EXERCISE TASK 1 -> Using the HammerDB failover testing excerpt below, decide whether each statement agrees with it: (a) in the high availability tests, AGSQL03 was configured for data replication; (b) the manual failover from AGSQL01 to AGSQL03 took nine seconds; (c) after the AGSQL02 VM was reset, the failback to AGSQL01 was done manually with a T-SQL script. Answer yes or no for each, quoting the deciding words.

EXCERPT PROVIDED ->
[start]

The HammerDB TPC-C database was restored from the original backup between each failover test execution.


Failover testing

The goal of the tests was to validate that the Availability Group on HPE SimpliVity architecture can provide the required availability to the HammerDB application workload.

During each failover, as expected, the HammerDB test cycle is interrupted. To reconnect it to the Availability Group database, the test cycle was restarted upon failure.

High availability test results

Two Availability Group replicas (AGSQL01 and AGSQL02) were configured for synchronous data replication. AGSQL03 was not configured for data replication.


image


The TPC-C database was added into the Availability Group, and the HammerDB application was connected to the Availability Group listener AGSQLLS01 and the test cycle started.


image


The Availability Group primary replica was then manually failed over from AGSQL01 to AGSQL02. The failover occurred in five seconds, and the HammerDB application test cycle was halted due to the brief connection failover (as expected).

HammerDB was then reconnected and the test cycle restarted.


image


image


image


Next, the AGSQL02 VM was forcefully reset, simulating a complete loss of the VM and/or host. The Availability Group automatically failed back to AGSQL01 in eight seconds, and the HammerDB application was reconnected and the test cycle resumed.


image


Disaster recovery test results

Two Availability Group replicas (AGSQL01 and AGSQL03) were configured for asynchronous data replication. AGSQL02 was not configured for data replication.


image


The TPC-C database was added into the Availability Group, and the HammerDB application was connected to the Availability Group listener AGSQLLS01, and the test cycle started.


image


The Availability Group primary replica was then manually failed over from AGSQL01 to AGSQL03. Because of the nature of the asynchronous replication and potential for data loss, the process was manual. The failover occurred in nine seconds, and the HammerDB application was reconnected and the test cycle resumed.


image



image



image


image


image



Next, the AGSQL03 VM was forcefully reset, simulating a complete loss of the VM and/or host. The Availability Group was manually failed back to AGSQL01 with a prepared T-SQL script in 14 seconds, and the HammerDB application was reconnected and the test cycle resumed.



image


High availability and disaster recovery test results

Two Availability Group replicas (AGSQL01 and AGSQL02) were configured for synchronous data replication. AGSQL03 was configured for asynchronous data replication to simulate the disaster recovery data replica.

[end]

RECORDS FOR THE TASK ->
[start]

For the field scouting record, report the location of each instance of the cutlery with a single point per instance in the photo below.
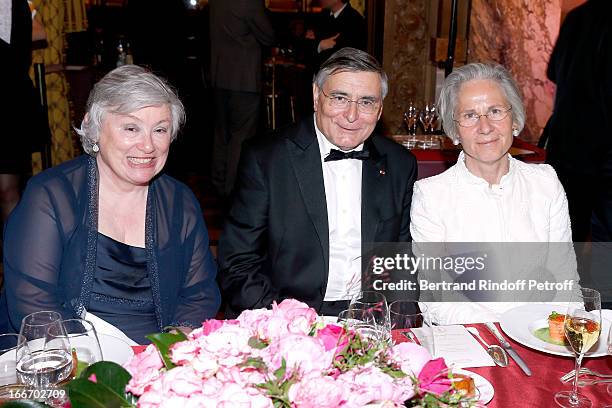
(582, 383)
(497, 353)
(583, 371)
(506, 346)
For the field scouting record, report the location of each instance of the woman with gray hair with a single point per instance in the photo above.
(487, 196)
(107, 232)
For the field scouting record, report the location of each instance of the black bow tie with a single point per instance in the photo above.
(335, 154)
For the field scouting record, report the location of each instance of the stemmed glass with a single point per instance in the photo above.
(610, 354)
(43, 361)
(82, 337)
(405, 317)
(372, 309)
(582, 329)
(9, 343)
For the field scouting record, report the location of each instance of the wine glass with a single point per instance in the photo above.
(405, 317)
(43, 361)
(610, 354)
(582, 328)
(9, 343)
(82, 338)
(371, 308)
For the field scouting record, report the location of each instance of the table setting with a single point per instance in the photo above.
(374, 354)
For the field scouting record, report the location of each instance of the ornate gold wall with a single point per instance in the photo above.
(520, 35)
(405, 58)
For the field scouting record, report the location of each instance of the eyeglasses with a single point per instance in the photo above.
(365, 105)
(469, 119)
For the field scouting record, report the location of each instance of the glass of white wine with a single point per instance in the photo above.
(582, 329)
(43, 361)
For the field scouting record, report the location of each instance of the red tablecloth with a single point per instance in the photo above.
(514, 389)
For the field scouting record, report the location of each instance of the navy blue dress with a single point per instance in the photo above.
(121, 292)
(52, 251)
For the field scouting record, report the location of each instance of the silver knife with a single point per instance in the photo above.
(506, 346)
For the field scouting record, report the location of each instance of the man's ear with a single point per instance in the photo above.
(315, 96)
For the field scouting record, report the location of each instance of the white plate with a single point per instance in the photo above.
(520, 323)
(114, 349)
(485, 388)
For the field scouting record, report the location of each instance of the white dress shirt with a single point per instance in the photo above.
(528, 205)
(342, 180)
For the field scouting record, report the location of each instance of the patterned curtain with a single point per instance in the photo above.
(53, 14)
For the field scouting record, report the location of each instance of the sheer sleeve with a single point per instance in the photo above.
(33, 255)
(199, 298)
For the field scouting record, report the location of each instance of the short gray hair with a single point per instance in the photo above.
(349, 59)
(449, 94)
(124, 90)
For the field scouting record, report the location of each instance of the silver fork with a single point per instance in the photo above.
(569, 376)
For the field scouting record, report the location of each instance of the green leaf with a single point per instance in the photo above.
(255, 362)
(23, 404)
(280, 372)
(86, 394)
(109, 374)
(256, 343)
(163, 341)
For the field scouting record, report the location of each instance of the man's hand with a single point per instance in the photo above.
(328, 43)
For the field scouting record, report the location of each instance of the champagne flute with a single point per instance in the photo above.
(582, 328)
(9, 343)
(82, 337)
(45, 361)
(610, 354)
(372, 308)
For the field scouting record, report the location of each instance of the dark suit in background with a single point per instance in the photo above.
(238, 29)
(275, 244)
(580, 129)
(349, 24)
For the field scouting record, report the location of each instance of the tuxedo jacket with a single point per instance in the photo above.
(275, 243)
(238, 29)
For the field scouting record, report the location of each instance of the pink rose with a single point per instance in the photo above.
(227, 346)
(292, 309)
(333, 337)
(232, 395)
(410, 357)
(144, 368)
(243, 376)
(318, 392)
(434, 377)
(273, 328)
(303, 353)
(370, 385)
(208, 327)
(182, 381)
(184, 351)
(253, 318)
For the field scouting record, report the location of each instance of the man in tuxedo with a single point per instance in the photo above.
(238, 30)
(308, 199)
(338, 26)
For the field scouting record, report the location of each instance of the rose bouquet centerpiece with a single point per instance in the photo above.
(285, 356)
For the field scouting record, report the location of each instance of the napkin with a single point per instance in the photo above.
(104, 327)
(457, 346)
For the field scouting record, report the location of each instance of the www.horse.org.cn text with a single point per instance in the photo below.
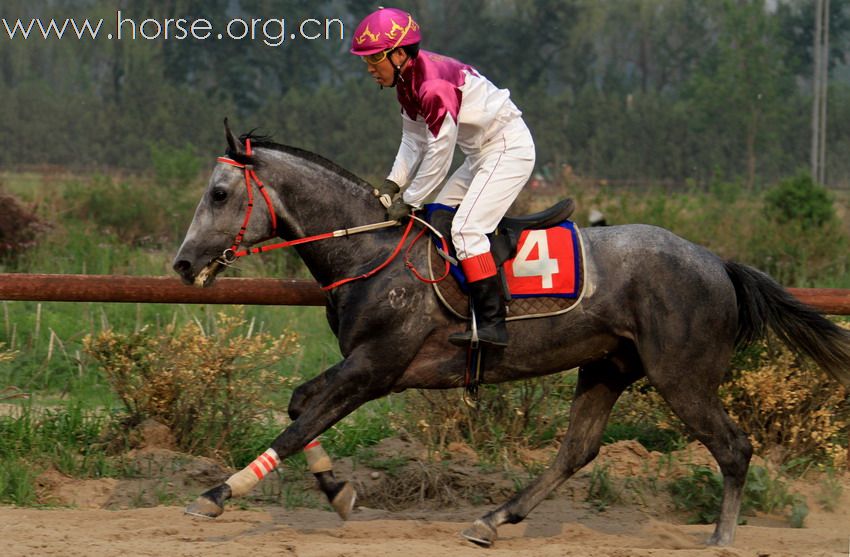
(272, 32)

[end]

EXERCISE TASK 2 -> Report each line of the records above that contains the string "tuxedo".

FULL OUTPUT 1 ->
(a) No: "AGSQL03 was not configured for data replication."
(b) Yes: "The failover occurred in nine seconds"
(c) No: "The Availability Group automatically failed back to AGSQL01 in eight seconds"

FULL OUTPUT 2 ->
For the field scouting record, report the location of each instance of the tuxedo jacket with a single point per instance in the photo above.
For the field scouting record, report the location of each instance of the man in tuxedo with a single point per instance in the photo above.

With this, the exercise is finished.